Donating to charity is a beautiful thing. We help others and feel good for doing so. As a bonus, there are often tax benefits to charitable giving. But before you write that next check to your favorite charity, you might want to consider other ways to donate, some of which offer even bigger tax upsides.
One such alternative is to donate stocks. Investors can realize significant tax savings by donating investments in stocks, bonds, and other securities, so long as the donor has held the investment for at least one year. The potential tax savings of donating stock is considerable because you avoid the capital gains tax on your appreciated asset.
Let’s walk through an example.
Martha is in the highest federal tax bracket and lives in a state with a 6% income tax. She wants to donate $10,000 to the Boys & Girls Clubs of America. If Martha makes a cash donation, she could potentially save $4,300 in taxes. But, if she makes her gift by way of stock that has doubled in value, Martha could save approximately $5,790 in taxes, including $1,490 in future capital gains taxes.
*New top tax rate 37% + 6% for state. Capital gains rate is still 20% + 3.8% net investment income tax (NIIT).
There is another potential benefit of donating stocks that revolves around a more human element. Some folks own stocks that they have held for many years or acquired from a family member and thus have an emotional attachment to these investments. These investors sometimes form an emotional attachment to these investments that make it hard for them to sell those assets. But, such investors can donate those cherished stocks to a charity and keep their ties to those investments.

= = = =

* BRIEF 1: In the passage on donating stocks, reproduce the text starting at "Let’s walk through" and ending at "capital gains taxes.", swapping "gift" for "donation".
* BRIEF 2: Decide whether each statement agrees with the passage on donating stocks, answering yes or no and quoting the words that settle it: (a) A donor must have held an investment for at least one year to get the tax savings described. (b) Martha lives in a state with no income tax. (c) A cash donation could save Martha about $5,790 in taxes.
* BRIEF 3: According to the passage on donating stocks, which organization does Martha want to donate $10,000 to?

* GIVEN ENTRIES:

= = = =

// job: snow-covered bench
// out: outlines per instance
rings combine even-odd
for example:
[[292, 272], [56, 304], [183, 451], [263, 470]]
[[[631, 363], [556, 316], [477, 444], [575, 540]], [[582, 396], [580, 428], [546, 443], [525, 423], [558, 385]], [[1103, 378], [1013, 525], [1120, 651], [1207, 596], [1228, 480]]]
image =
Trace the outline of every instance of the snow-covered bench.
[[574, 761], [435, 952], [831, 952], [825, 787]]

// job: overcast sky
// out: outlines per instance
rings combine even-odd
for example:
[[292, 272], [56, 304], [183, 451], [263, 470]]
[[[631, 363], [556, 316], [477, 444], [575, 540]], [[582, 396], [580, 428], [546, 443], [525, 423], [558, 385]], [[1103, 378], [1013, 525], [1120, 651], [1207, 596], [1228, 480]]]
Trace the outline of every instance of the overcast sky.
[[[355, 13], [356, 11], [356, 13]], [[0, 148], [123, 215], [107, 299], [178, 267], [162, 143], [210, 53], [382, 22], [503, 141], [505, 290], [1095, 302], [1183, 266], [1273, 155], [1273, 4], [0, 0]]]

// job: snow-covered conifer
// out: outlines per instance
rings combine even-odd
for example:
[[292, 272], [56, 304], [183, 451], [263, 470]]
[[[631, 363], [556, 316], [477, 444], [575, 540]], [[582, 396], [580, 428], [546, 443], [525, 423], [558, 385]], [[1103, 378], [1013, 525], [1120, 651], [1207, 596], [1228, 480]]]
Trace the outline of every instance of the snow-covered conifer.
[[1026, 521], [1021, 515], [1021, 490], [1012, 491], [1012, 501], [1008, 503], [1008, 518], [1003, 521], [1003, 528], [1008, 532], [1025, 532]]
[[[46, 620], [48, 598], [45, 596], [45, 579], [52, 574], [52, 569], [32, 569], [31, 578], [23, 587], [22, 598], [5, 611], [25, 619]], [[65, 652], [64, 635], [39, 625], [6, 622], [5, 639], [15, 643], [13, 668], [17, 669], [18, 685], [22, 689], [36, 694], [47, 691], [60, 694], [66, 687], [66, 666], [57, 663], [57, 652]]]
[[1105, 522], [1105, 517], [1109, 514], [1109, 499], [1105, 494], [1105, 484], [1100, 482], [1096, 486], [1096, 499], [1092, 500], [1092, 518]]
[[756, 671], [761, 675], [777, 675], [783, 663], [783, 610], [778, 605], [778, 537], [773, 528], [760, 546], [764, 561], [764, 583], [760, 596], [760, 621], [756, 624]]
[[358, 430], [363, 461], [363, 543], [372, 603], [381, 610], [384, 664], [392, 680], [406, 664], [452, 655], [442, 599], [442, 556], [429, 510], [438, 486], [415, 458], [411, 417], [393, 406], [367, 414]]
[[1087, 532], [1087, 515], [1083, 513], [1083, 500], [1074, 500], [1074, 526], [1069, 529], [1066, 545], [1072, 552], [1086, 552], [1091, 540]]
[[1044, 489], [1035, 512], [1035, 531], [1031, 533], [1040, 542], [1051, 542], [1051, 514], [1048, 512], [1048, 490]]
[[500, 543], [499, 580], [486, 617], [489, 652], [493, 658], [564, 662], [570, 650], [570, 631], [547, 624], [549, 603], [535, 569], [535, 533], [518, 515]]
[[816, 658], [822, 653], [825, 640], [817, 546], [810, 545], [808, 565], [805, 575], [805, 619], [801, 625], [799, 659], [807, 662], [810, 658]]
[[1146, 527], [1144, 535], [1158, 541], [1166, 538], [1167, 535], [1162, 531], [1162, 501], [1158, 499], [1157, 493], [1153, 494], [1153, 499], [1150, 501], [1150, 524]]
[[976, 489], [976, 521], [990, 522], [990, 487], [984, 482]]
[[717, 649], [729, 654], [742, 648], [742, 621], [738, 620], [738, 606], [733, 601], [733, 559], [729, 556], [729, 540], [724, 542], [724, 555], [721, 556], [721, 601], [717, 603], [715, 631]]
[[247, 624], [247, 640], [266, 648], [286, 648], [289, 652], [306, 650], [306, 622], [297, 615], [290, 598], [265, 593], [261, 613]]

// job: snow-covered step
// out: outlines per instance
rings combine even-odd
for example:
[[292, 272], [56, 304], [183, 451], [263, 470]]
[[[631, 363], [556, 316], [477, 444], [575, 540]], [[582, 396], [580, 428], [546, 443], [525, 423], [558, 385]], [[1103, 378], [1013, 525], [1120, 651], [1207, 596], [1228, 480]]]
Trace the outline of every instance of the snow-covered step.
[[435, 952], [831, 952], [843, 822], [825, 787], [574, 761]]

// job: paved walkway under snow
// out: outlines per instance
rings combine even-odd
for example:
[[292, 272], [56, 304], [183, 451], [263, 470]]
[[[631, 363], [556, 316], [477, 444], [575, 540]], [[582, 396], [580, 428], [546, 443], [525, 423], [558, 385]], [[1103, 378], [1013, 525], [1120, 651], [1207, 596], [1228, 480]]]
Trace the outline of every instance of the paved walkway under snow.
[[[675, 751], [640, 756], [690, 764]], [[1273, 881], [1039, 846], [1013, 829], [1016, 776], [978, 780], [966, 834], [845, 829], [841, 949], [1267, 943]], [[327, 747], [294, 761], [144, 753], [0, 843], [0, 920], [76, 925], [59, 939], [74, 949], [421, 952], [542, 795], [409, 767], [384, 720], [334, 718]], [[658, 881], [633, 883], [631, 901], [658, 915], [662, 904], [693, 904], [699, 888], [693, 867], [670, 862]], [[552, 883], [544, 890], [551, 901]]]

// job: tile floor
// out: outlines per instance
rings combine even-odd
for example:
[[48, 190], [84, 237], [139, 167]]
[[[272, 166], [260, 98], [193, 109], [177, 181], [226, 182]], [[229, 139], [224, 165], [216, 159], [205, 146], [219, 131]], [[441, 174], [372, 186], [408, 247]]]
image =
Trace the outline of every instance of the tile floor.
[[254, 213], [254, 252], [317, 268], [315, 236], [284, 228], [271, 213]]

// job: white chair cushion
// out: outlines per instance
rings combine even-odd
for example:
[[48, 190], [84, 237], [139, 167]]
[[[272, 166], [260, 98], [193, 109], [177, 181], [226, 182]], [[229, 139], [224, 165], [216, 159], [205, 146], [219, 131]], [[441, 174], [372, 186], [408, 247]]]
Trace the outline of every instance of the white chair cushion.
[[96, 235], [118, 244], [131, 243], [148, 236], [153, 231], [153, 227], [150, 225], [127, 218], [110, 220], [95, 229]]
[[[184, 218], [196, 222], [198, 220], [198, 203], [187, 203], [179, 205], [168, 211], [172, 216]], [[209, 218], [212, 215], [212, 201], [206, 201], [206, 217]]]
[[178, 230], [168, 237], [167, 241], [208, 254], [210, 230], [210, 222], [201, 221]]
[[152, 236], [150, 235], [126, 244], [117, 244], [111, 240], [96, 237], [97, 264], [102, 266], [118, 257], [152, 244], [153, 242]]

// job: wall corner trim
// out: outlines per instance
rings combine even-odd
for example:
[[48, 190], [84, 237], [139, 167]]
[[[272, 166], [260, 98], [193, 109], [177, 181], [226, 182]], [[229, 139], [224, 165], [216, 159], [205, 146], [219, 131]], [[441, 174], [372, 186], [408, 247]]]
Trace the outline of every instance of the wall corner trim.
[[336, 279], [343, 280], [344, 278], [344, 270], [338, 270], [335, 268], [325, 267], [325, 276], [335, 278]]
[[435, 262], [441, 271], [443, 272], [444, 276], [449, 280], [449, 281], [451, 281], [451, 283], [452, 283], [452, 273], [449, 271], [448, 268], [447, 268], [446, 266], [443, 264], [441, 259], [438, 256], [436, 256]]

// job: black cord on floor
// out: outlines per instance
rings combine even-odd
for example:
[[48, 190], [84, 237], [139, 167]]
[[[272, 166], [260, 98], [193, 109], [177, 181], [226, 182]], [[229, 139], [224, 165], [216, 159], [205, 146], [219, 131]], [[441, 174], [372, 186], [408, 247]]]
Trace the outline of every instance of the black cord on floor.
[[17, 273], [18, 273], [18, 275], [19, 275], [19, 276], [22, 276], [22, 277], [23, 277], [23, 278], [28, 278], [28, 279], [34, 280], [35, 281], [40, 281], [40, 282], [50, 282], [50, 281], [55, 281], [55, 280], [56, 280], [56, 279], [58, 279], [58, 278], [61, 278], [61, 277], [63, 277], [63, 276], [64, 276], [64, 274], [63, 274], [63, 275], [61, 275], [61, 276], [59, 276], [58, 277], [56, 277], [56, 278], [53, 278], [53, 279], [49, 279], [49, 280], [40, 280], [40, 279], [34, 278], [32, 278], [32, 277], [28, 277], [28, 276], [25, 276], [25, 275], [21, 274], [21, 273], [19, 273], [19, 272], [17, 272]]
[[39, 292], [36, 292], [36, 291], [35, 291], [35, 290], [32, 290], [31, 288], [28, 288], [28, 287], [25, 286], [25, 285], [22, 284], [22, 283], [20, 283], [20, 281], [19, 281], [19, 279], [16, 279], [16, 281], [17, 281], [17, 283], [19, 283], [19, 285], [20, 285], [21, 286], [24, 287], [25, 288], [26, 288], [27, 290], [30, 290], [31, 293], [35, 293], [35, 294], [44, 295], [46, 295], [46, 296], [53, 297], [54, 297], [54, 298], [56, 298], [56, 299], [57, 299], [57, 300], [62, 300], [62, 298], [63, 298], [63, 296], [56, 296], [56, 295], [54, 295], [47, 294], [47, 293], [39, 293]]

= = = =

* EXERCISE ANSWER 1:
Let’s walk through an example.
Martha is in the highest federal tax bracket and lives in a state with a 6% income tax. She wants to donate $10,000 to the Boys & Girls Clubs of America. If Martha makes a cash donation, she could potentially save $4,300 in taxes. But, if she makes her donation by way of stock that has doubled in value, Martha could save approximately $5,790 in taxes, including $1,490 in future capital gains taxes.

* EXERCISE ANSWER 2:
(a) Yes: "so long as the donor has held the investment for at least one year."
(b) No: "lives in a state with a 6% income tax."
(c) No: "If Martha makes a cash donation, she could potentially save $4,300 in taxes."

* EXERCISE ANSWER 3: The Boys & Girls Clubs of America.